STATED PROBLEM 1:
Extract each row that contains the string "grass", matching case exactly.

PAGE TEXT:

In the illustrated embodiment, the lateral receptacle ground
shields 120 each include a base 610 that is generally planar. The
base 610 is configured to be plugged into the housing 112 (shown in
FIG. 2) during assembly of the mezzanine receptacle connector 104.
In an exemplary embodiment, the lateral receptacle ground shields
120 include spring beams 612 extending from corresponding bases
610. The spring beams 612 are deflectable and are configured to
interface with corresponding header ground shields 220. In an
exemplary embodiment, the spring beams 612 are bent and angled out
of the plane of the base 610. The spring beams 612 have curved tips
that may be used to guide mating with the header ground shields
220. Optionally, each base 610 may include a pair of spring beams
612. Optionally, the pair of spring beams 612 may be angled in
respective opposite directions, which may balance mating forces
during mating. The pair of spring beams 612 may engage respective
different sides of the header ground shields 220, which may balance
mating forces during mating. Optionally, the spring beams 612 may
have respective different lengths such that the tips of the spring
beams 612 are at different distances from the base 610. Having
different length spring beams 612 staggers the mating interfaces of
the spring beams 612 with the receptacle ground shields, which
reduces the mating force for mating the mezzanine receptacle
connector 104 with the mezzanine header connector 102.

PROVIDED DATA:
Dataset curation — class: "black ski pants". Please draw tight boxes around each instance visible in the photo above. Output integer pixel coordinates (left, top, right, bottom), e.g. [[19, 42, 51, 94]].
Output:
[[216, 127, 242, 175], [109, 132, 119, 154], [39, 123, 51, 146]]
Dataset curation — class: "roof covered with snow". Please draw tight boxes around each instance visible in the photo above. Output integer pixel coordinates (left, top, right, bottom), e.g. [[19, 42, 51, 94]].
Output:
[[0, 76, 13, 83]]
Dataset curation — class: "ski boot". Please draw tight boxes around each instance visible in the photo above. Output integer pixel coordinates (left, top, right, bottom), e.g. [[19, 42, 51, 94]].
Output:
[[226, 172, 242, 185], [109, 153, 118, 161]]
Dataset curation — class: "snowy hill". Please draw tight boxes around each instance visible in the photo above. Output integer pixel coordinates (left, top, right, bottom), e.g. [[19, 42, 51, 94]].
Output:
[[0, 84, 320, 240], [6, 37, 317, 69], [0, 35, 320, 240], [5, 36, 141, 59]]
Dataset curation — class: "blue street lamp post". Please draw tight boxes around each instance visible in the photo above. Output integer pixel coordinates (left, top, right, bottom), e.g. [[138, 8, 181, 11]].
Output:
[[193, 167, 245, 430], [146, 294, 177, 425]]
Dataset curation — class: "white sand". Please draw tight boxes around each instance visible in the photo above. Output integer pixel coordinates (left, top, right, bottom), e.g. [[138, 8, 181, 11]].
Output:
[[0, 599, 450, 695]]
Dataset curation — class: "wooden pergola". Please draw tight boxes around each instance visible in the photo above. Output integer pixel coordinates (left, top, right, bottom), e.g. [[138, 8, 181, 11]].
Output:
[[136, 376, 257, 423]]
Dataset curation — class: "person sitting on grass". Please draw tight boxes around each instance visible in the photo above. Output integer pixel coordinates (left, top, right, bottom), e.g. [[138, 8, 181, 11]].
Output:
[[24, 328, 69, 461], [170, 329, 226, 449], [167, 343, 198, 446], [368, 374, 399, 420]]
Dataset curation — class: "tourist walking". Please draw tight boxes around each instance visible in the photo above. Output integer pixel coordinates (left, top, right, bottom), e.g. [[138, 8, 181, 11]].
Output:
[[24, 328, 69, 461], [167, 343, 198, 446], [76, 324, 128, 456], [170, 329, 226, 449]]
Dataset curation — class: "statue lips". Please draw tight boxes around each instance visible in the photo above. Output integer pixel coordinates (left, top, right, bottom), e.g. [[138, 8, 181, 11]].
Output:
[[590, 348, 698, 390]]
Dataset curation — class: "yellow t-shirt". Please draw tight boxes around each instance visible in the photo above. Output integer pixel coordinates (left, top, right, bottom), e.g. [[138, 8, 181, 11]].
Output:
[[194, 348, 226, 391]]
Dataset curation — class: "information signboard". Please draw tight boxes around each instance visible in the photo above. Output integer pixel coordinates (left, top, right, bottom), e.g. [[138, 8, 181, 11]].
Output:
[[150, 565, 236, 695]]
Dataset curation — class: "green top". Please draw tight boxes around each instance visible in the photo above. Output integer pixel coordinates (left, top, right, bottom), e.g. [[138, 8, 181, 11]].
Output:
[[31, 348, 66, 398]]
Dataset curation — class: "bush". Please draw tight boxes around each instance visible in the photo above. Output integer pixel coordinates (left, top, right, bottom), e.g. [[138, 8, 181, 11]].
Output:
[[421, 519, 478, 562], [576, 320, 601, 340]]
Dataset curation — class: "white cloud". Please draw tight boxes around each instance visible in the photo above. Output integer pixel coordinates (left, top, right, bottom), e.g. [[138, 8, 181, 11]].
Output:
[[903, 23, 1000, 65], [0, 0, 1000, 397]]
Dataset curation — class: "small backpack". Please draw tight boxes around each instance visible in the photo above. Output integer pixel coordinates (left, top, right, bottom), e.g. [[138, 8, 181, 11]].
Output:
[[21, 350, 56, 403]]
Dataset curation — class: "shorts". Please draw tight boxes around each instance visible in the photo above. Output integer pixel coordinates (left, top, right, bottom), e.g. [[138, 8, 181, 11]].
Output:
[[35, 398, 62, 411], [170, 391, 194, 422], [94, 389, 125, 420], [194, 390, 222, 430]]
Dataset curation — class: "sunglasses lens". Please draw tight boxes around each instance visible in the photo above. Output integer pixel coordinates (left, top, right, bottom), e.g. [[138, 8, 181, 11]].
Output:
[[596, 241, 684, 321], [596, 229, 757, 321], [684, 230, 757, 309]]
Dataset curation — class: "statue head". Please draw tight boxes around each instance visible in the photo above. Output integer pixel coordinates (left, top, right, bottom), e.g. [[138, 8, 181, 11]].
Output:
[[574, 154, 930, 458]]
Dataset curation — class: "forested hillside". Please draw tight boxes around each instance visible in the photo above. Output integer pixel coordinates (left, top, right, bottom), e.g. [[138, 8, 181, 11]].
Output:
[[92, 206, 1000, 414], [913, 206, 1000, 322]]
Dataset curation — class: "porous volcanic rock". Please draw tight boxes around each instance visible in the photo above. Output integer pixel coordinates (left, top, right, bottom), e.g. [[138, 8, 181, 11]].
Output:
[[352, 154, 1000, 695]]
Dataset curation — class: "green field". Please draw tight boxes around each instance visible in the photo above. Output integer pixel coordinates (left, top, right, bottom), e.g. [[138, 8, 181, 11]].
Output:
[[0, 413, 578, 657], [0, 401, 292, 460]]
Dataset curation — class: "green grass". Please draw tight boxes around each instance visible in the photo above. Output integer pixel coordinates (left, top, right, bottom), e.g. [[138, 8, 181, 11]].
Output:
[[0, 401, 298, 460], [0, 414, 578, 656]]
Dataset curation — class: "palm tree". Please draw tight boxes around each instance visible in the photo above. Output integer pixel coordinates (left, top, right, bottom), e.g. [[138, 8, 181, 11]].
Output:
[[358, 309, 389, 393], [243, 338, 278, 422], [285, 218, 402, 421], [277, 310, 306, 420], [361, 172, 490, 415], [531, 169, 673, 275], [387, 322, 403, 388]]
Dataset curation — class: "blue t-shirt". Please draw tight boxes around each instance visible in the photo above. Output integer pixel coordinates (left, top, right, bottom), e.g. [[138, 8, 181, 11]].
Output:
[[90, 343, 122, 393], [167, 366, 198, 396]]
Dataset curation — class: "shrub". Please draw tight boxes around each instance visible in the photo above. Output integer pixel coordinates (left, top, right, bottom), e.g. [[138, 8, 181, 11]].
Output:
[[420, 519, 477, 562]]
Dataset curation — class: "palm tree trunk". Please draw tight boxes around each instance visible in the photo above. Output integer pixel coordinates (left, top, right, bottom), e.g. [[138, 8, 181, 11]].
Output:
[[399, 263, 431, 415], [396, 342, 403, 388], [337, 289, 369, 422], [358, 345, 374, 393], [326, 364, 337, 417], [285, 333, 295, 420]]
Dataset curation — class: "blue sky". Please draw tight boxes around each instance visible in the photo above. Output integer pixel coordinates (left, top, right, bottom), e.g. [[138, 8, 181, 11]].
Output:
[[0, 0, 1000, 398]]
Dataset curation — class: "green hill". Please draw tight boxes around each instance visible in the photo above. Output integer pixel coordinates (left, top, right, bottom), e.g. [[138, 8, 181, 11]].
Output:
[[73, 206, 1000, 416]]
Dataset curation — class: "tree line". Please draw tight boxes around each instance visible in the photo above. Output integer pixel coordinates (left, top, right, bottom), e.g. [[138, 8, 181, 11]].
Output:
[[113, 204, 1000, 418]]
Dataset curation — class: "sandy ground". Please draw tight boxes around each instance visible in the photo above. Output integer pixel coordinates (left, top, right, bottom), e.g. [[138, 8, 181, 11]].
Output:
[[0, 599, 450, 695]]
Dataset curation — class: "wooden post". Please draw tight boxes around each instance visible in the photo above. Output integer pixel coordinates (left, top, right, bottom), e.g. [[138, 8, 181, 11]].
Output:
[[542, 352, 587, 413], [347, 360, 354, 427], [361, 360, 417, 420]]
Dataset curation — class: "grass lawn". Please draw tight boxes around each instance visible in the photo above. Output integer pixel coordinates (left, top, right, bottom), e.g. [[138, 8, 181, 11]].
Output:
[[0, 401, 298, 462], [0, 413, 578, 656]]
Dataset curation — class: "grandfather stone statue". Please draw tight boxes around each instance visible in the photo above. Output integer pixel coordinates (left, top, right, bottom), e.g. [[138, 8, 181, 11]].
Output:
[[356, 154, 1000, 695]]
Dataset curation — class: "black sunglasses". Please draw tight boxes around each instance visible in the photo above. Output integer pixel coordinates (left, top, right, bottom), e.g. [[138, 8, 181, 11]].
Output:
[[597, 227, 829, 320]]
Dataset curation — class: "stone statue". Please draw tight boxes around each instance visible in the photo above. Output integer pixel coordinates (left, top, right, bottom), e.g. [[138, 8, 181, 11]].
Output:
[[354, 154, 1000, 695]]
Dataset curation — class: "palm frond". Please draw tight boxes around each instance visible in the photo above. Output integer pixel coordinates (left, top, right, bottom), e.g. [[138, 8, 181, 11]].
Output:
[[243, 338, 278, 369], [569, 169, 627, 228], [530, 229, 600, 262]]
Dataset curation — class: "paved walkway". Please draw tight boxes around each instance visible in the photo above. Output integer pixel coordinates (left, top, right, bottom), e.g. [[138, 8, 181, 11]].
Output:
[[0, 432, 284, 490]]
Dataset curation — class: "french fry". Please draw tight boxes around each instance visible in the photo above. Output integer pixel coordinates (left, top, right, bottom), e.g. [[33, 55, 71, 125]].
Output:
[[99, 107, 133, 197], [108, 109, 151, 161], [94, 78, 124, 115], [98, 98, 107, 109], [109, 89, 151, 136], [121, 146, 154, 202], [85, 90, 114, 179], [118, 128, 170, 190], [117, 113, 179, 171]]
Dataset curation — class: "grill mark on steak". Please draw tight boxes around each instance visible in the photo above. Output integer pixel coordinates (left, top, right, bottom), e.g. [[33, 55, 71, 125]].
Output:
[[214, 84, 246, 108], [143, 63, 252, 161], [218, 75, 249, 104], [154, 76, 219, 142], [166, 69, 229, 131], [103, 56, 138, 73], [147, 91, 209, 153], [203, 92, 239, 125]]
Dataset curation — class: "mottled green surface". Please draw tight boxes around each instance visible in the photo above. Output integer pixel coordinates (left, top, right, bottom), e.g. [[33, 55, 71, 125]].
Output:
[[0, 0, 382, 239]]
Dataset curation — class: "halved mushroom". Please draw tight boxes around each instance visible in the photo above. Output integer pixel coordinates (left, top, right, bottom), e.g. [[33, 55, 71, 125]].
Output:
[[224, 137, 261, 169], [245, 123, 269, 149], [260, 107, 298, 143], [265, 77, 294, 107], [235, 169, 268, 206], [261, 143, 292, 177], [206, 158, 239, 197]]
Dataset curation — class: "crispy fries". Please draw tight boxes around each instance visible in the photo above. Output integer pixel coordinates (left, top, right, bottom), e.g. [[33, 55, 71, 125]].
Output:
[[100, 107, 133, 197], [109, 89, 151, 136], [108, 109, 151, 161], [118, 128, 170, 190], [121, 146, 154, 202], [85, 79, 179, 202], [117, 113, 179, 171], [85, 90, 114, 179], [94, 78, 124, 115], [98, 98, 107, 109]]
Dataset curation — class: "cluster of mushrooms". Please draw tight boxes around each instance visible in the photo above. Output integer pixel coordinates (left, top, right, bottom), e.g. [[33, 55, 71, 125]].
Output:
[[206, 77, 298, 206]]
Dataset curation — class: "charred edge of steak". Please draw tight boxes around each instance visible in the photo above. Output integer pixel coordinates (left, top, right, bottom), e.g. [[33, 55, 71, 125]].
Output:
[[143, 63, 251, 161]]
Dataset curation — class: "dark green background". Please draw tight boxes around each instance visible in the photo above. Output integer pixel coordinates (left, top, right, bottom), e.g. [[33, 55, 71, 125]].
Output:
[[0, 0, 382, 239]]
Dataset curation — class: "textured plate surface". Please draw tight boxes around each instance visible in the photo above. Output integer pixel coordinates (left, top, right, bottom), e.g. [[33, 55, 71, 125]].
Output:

STATED PROBLEM 2:
According to the connector passage, what can the curved tips of the spring beams 612 be used for?

FINISHED ANSWER 1:
Dataset curation — class: "person sitting on grass". Please draw tight boxes around each instance visible in the photo above. Output integer pixel coordinates (left, top, right, bottom), e.g. [[138, 8, 181, 11]].
Dataset curation — class: "green grass". Please draw tight boxes around each instance visible in the photo above. Output integer pixel coordinates (left, top, right, bottom), e.g. [[138, 8, 181, 11]].
Dataset curation — class: "grass lawn". Please draw tight boxes around each instance visible in the photo above. Output integer pixel coordinates (left, top, right, bottom), e.g. [[138, 8, 181, 11]].

FINISHED ANSWER 2:
They can be used to guide mating with the header ground shields 220.